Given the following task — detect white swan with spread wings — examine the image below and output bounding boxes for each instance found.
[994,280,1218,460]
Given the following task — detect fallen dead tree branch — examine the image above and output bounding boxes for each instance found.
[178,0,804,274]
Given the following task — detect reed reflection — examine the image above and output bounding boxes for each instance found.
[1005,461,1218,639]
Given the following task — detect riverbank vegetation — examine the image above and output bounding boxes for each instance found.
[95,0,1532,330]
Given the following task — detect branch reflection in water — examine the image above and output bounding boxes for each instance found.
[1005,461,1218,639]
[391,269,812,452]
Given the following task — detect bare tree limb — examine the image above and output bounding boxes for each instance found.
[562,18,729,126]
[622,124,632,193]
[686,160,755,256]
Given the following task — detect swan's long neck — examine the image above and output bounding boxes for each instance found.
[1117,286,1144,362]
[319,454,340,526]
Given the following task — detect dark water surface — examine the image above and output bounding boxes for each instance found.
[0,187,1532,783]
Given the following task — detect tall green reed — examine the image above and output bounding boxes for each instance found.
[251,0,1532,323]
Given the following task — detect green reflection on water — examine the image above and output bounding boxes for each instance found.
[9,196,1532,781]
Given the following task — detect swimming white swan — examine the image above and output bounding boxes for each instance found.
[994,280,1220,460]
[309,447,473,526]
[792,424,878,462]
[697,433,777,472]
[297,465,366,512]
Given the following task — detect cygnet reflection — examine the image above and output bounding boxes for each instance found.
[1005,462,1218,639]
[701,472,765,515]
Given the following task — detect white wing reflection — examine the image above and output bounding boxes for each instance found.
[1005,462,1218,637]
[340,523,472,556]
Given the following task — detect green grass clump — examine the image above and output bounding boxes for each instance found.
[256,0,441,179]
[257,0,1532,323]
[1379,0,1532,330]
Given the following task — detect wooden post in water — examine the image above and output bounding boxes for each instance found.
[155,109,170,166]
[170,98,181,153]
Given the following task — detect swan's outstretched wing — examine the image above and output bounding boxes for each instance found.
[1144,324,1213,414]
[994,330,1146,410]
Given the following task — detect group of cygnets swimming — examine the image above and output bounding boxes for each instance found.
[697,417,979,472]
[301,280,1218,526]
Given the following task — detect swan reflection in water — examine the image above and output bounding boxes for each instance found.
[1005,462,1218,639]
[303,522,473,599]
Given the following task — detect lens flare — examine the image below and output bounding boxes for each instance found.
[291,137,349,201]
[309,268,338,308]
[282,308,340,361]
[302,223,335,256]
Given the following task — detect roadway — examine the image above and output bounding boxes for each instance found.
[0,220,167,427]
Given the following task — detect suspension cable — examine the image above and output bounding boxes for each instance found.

# YOUR OBJECTIVE:
Can you convert the stretch of rows from the line containing "Given the following task — detect swimming" through the line containing "[340,523,472,556]", both included, into a Markdown table with columns No. and Line, numbering each line and leaving out any blank ones?

# TASK SOLUTION:
| No. | Line |
|---|---|
| 1 | Given the following task — detect swimming white swan — examine the image above and output bounding boxes for each instance found. |
| 2 | [994,280,1220,460] |
| 3 | [309,447,473,526] |
| 4 | [792,424,878,462] |
| 5 | [697,433,777,472] |
| 6 | [297,465,366,512] |
| 7 | Given the following task — detect cygnet reflection — examine the image above and output bounding boxes for each instance found. |
| 8 | [1005,462,1218,639] |
| 9 | [701,472,765,515] |
| 10 | Given the following task — detect white wing reflection — examine the image above and output bounding boxes for each instance found. |
| 11 | [1005,462,1218,637] |
| 12 | [340,523,472,556] |